Records contained in a dataset:
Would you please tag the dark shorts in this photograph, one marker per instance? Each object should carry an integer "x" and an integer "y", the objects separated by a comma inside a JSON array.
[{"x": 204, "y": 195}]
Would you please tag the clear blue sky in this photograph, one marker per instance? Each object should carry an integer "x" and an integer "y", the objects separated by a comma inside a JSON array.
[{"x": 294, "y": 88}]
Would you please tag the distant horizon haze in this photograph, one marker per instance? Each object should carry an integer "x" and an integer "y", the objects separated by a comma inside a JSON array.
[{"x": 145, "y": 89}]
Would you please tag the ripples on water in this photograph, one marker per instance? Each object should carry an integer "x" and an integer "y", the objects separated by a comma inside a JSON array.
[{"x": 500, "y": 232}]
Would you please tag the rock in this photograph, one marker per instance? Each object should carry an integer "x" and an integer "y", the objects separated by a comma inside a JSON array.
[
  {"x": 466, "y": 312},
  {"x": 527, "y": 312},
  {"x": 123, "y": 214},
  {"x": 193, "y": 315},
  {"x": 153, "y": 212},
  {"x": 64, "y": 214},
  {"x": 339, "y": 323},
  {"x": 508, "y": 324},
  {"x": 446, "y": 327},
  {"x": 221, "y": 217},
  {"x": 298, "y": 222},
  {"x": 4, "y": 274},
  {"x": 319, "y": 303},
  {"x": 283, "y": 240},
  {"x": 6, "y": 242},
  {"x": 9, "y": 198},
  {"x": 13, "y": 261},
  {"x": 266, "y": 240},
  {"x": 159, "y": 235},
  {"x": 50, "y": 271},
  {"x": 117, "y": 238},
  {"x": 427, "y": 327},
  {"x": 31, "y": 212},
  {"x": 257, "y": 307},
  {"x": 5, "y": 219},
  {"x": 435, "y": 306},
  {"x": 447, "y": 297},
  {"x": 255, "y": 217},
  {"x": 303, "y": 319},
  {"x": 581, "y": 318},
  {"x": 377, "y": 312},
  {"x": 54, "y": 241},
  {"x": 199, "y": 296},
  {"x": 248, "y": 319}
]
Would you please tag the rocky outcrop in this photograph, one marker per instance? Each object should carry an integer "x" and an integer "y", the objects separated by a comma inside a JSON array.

### [Exercise brief]
Retype exactly the lines from the one containing "Would you please tag the clear" through the end of the data. Add nothing.

### [Solution to this exercise]
Would you please tag the clear blue sky in this photograph, one marker per instance? Each object should carry an integer "x" and an integer "y", the objects separated by a comma inside a JSON array.
[{"x": 294, "y": 88}]
Would you please tag the distant horizon haze in this photograph, one marker per instance? Each object should carry an integer "x" and an integer "y", the objects separated by a comma inside a JSON array.
[{"x": 145, "y": 89}]
Would you please tag the ripples on water in this photograph, one marker per instance? Each object should carry an integer "x" and an integer "y", the objects separated by a comma inside a JSON array.
[{"x": 500, "y": 232}]
Would you please tag the rock in this photograph, one marker per instance? Each object should carry an integer "x" and an integer "y", the objects separated by a comma inside a JSON array.
[
  {"x": 466, "y": 312},
  {"x": 527, "y": 312},
  {"x": 123, "y": 214},
  {"x": 193, "y": 315},
  {"x": 153, "y": 212},
  {"x": 64, "y": 214},
  {"x": 339, "y": 323},
  {"x": 508, "y": 324},
  {"x": 446, "y": 327},
  {"x": 221, "y": 217},
  {"x": 298, "y": 222},
  {"x": 4, "y": 274},
  {"x": 319, "y": 303},
  {"x": 283, "y": 240},
  {"x": 6, "y": 242},
  {"x": 9, "y": 198},
  {"x": 13, "y": 261},
  {"x": 266, "y": 240},
  {"x": 159, "y": 235},
  {"x": 50, "y": 271},
  {"x": 117, "y": 238},
  {"x": 427, "y": 327},
  {"x": 31, "y": 212},
  {"x": 257, "y": 307},
  {"x": 5, "y": 219},
  {"x": 435, "y": 306},
  {"x": 447, "y": 297},
  {"x": 255, "y": 217},
  {"x": 303, "y": 319},
  {"x": 581, "y": 318},
  {"x": 377, "y": 312},
  {"x": 54, "y": 241},
  {"x": 199, "y": 296},
  {"x": 248, "y": 319}
]
Would you please tag the rocky outcrop in this photograph, one marker per instance? Each object should carry an integer "x" and an integer "y", the objects separated by a comma inside a JSON array.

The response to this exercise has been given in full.